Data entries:
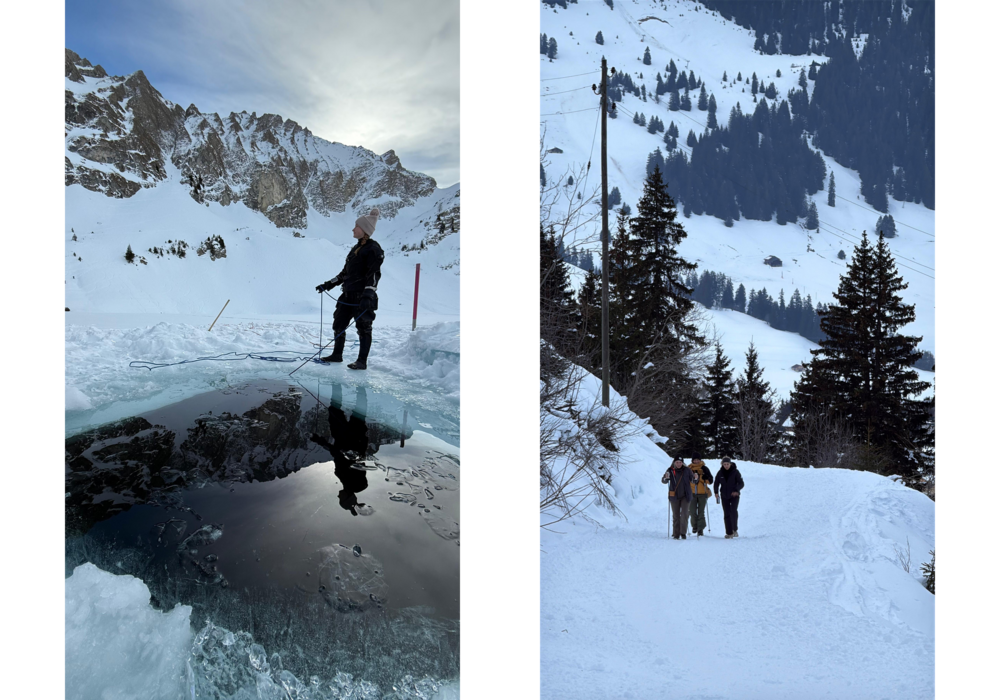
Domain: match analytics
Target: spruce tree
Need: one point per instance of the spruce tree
(863, 371)
(614, 197)
(728, 301)
(757, 434)
(675, 102)
(661, 304)
(812, 221)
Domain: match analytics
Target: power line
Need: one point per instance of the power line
(546, 94)
(568, 76)
(895, 255)
(875, 212)
(573, 112)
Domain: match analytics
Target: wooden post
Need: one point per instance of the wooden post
(217, 317)
(416, 288)
(604, 230)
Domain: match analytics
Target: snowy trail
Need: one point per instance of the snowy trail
(807, 602)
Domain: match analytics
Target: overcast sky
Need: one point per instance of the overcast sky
(375, 73)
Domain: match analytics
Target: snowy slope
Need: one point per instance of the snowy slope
(710, 45)
(777, 350)
(808, 602)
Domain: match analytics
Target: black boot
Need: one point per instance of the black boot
(338, 350)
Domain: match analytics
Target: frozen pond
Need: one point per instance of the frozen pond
(320, 524)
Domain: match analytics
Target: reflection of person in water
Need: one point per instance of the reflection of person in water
(348, 444)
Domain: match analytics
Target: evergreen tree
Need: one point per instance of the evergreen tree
(812, 221)
(728, 301)
(588, 302)
(793, 314)
(886, 226)
(863, 370)
(675, 102)
(757, 434)
(614, 197)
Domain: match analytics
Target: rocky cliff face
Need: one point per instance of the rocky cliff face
(119, 133)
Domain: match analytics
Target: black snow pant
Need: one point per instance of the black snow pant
(729, 506)
(342, 317)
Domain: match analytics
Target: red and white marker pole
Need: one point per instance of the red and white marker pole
(416, 289)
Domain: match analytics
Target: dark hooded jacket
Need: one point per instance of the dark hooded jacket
(363, 268)
(680, 482)
(728, 481)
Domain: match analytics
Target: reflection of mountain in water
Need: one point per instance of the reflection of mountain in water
(132, 461)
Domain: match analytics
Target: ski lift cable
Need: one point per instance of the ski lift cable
(568, 76)
(546, 94)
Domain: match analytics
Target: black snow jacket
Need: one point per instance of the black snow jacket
(728, 481)
(680, 483)
(363, 268)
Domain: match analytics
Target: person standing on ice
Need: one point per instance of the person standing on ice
(679, 477)
(702, 478)
(730, 482)
(359, 280)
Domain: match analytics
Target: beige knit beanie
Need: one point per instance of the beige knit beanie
(367, 223)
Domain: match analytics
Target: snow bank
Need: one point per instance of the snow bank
(809, 601)
(115, 646)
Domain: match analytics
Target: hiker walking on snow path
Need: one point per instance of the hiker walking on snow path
(359, 280)
(680, 478)
(702, 478)
(730, 482)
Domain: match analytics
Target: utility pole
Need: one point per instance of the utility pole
(604, 230)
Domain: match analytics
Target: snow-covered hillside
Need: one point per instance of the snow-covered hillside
(809, 602)
(696, 40)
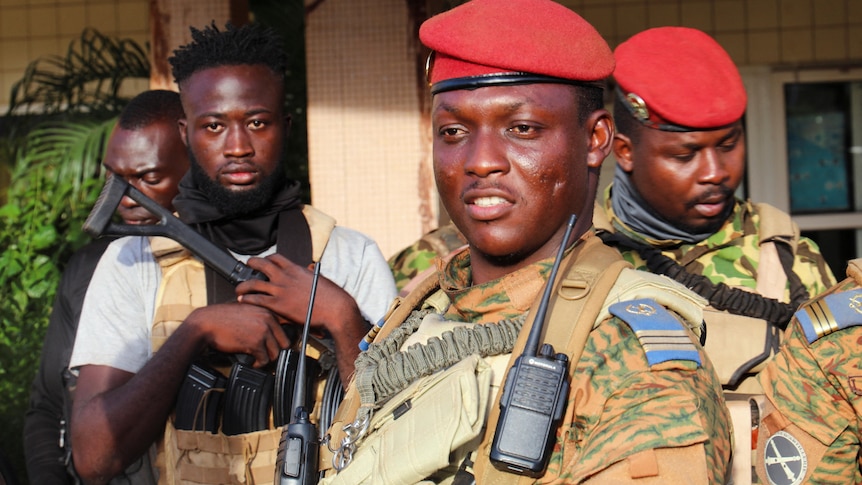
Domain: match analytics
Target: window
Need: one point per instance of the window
(805, 153)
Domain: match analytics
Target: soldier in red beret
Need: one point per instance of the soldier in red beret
(672, 208)
(453, 384)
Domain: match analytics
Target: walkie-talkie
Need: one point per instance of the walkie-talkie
(534, 395)
(298, 449)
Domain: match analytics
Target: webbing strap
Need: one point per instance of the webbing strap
(591, 271)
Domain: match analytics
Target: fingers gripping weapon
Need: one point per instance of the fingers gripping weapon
(249, 390)
(534, 395)
(99, 223)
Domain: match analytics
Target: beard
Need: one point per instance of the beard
(232, 203)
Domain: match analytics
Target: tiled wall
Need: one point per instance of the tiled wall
(754, 32)
(30, 29)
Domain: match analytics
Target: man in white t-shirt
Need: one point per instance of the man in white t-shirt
(236, 194)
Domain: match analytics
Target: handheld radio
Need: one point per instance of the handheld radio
(534, 395)
(298, 449)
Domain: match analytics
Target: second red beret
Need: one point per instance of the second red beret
(539, 37)
(681, 78)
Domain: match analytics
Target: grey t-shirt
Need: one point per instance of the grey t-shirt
(117, 317)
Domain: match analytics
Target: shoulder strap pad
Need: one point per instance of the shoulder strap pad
(600, 218)
(776, 224)
(854, 270)
(830, 313)
(320, 225)
(662, 335)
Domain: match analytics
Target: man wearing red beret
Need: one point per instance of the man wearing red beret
(672, 209)
(454, 385)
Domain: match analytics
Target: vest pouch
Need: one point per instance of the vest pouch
(739, 347)
(415, 433)
(206, 458)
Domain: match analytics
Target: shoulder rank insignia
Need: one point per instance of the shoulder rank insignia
(830, 314)
(662, 336)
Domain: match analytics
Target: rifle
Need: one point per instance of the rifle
(249, 391)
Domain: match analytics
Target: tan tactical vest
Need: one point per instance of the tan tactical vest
(199, 457)
(584, 291)
(734, 340)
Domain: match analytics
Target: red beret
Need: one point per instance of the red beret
(485, 42)
(679, 79)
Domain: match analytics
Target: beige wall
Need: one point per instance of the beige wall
(753, 31)
(369, 146)
(367, 143)
(30, 29)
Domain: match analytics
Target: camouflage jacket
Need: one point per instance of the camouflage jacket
(620, 404)
(731, 254)
(420, 255)
(815, 386)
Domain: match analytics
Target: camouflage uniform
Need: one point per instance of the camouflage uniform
(419, 256)
(619, 406)
(730, 255)
(814, 384)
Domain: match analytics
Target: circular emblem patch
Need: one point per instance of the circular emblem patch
(641, 309)
(784, 459)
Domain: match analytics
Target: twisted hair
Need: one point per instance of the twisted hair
(626, 123)
(250, 44)
(151, 107)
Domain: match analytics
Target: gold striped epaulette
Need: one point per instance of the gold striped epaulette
(662, 336)
(831, 313)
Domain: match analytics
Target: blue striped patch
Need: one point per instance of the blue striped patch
(662, 336)
(830, 314)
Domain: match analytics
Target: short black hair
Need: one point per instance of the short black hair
(249, 44)
(626, 123)
(151, 107)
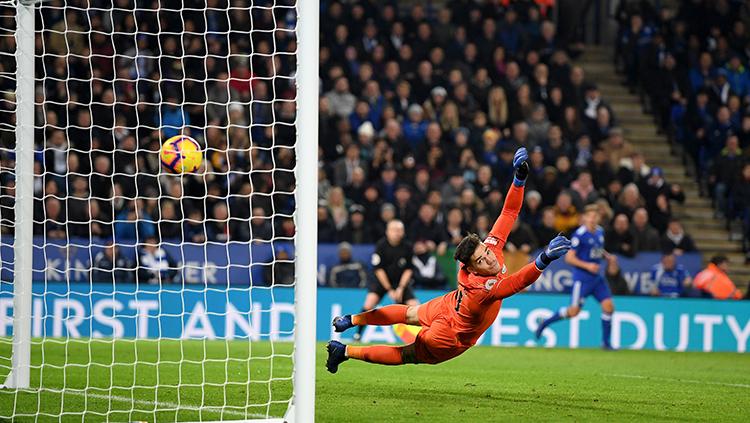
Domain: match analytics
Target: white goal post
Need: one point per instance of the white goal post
(191, 343)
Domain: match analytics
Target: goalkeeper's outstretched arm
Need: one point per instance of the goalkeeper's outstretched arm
(513, 200)
(528, 274)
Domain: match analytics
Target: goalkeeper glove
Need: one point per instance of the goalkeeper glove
(557, 248)
(520, 163)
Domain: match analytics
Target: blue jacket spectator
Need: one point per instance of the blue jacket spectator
(348, 273)
(670, 279)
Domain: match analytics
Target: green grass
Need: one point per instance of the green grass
(484, 384)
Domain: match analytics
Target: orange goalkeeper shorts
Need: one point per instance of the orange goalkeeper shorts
(437, 341)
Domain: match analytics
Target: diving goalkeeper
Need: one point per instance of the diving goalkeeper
(453, 323)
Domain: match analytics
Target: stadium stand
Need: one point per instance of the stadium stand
(688, 63)
(420, 112)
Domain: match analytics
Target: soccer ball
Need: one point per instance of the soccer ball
(181, 154)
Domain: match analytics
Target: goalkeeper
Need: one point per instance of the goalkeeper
(453, 323)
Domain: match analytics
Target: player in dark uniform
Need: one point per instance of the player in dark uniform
(393, 271)
(586, 258)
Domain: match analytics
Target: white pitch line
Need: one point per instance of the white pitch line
(154, 404)
(667, 379)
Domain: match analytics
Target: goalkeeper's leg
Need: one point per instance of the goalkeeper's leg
(378, 354)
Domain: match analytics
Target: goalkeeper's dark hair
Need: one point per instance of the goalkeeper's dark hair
(466, 248)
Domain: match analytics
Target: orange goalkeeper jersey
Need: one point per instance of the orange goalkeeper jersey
(475, 304)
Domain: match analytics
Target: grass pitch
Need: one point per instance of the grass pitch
(484, 384)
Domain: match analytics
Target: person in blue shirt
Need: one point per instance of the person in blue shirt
(586, 256)
(670, 279)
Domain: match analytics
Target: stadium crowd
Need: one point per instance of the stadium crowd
(421, 110)
(691, 64)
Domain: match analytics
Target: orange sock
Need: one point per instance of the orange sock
(380, 354)
(388, 315)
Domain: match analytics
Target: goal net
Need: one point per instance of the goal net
(129, 293)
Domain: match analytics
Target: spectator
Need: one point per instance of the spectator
(340, 100)
(280, 272)
(348, 273)
(714, 281)
(566, 215)
(670, 279)
(326, 227)
(645, 237)
(617, 283)
(414, 127)
(656, 185)
(427, 271)
(54, 221)
(343, 168)
(619, 239)
(358, 230)
(616, 148)
(724, 173)
(111, 267)
(676, 239)
(455, 227)
(154, 264)
(629, 200)
(583, 191)
(392, 261)
(427, 230)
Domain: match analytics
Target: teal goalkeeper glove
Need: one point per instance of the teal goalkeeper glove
(557, 248)
(520, 163)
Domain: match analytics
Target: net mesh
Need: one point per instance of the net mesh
(156, 296)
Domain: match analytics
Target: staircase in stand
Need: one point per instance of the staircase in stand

## Problem statement
In the entries above, find each line with the word "staircase" and return it.

## Answer section
Target: staircase in stand
Need: one point per instance of the staircase in stand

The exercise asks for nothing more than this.